What needs to be done: The answer must be an exact copy of the records, with no pictures in it.

Photo-based referring expression data:
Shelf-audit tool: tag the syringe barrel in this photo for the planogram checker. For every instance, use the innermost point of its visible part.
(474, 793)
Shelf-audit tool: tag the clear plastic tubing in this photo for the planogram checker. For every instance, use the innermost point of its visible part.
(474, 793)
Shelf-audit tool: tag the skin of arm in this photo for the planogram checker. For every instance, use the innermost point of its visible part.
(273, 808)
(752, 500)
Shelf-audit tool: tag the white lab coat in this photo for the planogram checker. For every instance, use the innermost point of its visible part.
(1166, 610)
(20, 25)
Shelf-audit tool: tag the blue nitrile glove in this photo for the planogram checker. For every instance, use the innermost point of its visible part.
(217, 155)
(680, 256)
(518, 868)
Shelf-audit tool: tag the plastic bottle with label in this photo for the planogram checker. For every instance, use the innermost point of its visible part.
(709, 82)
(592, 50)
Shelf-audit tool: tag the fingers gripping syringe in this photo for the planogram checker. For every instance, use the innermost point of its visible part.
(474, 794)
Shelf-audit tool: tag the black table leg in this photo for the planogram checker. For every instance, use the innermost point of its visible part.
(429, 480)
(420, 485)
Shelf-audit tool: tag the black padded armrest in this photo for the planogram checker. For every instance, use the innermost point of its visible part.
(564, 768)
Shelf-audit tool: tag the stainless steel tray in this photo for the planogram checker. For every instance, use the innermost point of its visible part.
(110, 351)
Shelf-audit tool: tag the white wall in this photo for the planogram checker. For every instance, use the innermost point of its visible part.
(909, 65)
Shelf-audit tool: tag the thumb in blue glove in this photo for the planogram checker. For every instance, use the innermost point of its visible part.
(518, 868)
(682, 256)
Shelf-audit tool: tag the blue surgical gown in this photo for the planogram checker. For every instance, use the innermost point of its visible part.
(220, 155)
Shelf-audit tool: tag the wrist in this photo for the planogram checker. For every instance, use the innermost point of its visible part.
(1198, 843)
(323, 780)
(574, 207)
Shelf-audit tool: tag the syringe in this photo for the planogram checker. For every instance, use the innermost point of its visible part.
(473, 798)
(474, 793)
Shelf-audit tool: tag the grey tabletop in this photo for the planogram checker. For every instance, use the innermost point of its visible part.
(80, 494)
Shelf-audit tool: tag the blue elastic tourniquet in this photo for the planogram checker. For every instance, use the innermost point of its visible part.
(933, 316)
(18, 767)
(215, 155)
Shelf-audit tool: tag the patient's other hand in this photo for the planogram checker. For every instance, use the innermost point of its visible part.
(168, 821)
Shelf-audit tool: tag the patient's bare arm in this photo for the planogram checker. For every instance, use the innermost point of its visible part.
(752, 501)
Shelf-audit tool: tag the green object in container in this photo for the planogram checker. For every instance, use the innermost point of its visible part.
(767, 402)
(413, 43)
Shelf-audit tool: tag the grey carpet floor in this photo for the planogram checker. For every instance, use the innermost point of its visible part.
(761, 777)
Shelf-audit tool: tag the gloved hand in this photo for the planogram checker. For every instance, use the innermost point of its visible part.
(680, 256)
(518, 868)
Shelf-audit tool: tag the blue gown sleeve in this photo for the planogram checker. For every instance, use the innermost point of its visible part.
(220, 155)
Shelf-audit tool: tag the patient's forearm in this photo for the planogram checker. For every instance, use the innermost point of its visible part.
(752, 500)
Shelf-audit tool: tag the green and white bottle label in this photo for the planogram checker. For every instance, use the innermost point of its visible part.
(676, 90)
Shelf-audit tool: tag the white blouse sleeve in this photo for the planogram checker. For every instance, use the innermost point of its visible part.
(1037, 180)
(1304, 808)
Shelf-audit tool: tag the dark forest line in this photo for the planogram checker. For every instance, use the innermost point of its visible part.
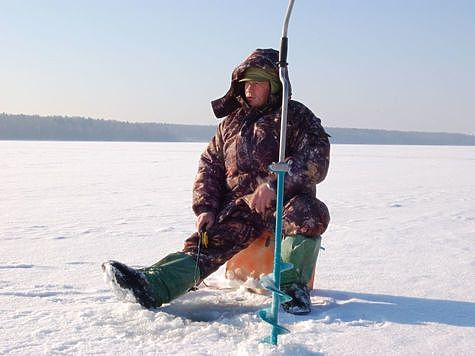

Result of this task:
Shelf-audit tool: tag the syringe barrel in this photo for the planogram checker. For every instance, use the innermost point of its visible part.
(474, 793)
Shelf-audit tool: tag the clear plastic tubing in this photo for the planogram checker. For every instance, use the innermost point of its visible part.
(474, 793)
Shelf-audit tool: tag the skin of arm in this photo for the planogram checker. For every instance, use the innermost point of its visible part.
(273, 808)
(752, 500)
Shelf-audit tool: tag the white lab coat in this photo for the planogram checker. For every instance, use the innermost point of its visible part.
(1166, 610)
(20, 25)
Shelf-audit tool: tag the blue nitrile glove in this photo for the planogram checker. For every instance, use the innermost point of its visible part.
(217, 155)
(680, 256)
(518, 868)
Shelf-audit tool: tag the plastic bottle with label in this photo for the planogram checker. For every instance, use the innermost point of its visible part.
(709, 82)
(592, 50)
Shelf-audit tool: tag the fingers gripping syringe in this photo for the planogram checker. For every instance, use the innermost point of its visible part.
(474, 794)
Shelf-audit tool: tag the black table leg in this photo for the planogram checker. For every instance, use the innermost point of its visible part.
(429, 480)
(420, 485)
Shelf-audit tool: tag the black padded armrest in this photo for the planogram checker. For every instance, use the innermost point of its visible part.
(564, 768)
Shelf-audit tool: tag the stainless steel tray in this photo for the planogram checker. For every instance, use the innermost point of its visible part.
(110, 351)
Shelf-audit tool: tag the white wall in this photo for the planogram checker. For every instance, use the innermost point of its visible part.
(909, 65)
Shelf-audit tool: tag the thumb in blue glove in this photo for the planogram checker. For every instance, use the innermost point of its visible part.
(518, 868)
(682, 256)
Shelf-audit tool: tag the blue surgical gown in this photo for the planogram checker. For every instance, use the innermost point of its visible part.
(220, 155)
Shelf-audit tool: tag the wrist in this photo for the planogram checker. For every instance, use the innermost point of its visible part.
(1198, 843)
(323, 780)
(574, 207)
Shelf-audit tool: tag the syringe in this photo for the planogram checker. For every instance, use the innermost point of its visible part.
(473, 798)
(474, 793)
Shelf-audit tool: tag the grey tabletop in this photo for the planogram checker. For every instance, use the innermost point of its visible part.
(80, 494)
Shelf-audit tool: tag the blue elastic tourniquet in this photo for the planogram checker. For every instance, use the innermost point of its visible part.
(933, 316)
(18, 767)
(215, 155)
Shelf-audit tool: tag the patient's other hand in this photo for the planogram checker. For every instance, use the innermost point of its visible part.
(168, 821)
Shelf-audit tool: tag the patient's bare arm in this photo for the planogram checker. For every instance, use the innermost point of its visible part.
(752, 501)
Shelf-audit tool: tag the green object in container in this photo for the planogram checker. For every instance, use the innermost point of its visible part.
(767, 402)
(413, 43)
Shelf-audit tool: tag the grey carpet floor in this photo for the planogram checker. For every instance, use the innermost point of its visible part.
(761, 777)
Shelf-audit tool: tag the gloved hand in this photo for the planogram checker. For every instance, use the innermost point of its visible part.
(680, 256)
(518, 868)
Shelf-audit tool: tag the blue gown sleeve in this photo for the planogram checker. For every instance, use the innermost point of its visible part.
(220, 155)
Shelf-audit tool: tag the patient's forearm in this photo for the planogram checker. For every instance, use the innermost point of its visible part.
(752, 500)
Shelf-audit tool: tag the green and white bottle label in this photo for the planogram checker. For every instance, use the innermost point of its visible part.
(676, 90)
Shelf-audit tool: tag the white blouse sleeve in this photo for the planogram checker. For every instance, use the innermost point of its visible part.
(1037, 180)
(1304, 808)
Shelf-audit tool: tag the dark forest line in this photo for the planogram checker. For every instance, use the innermost point of its visible part.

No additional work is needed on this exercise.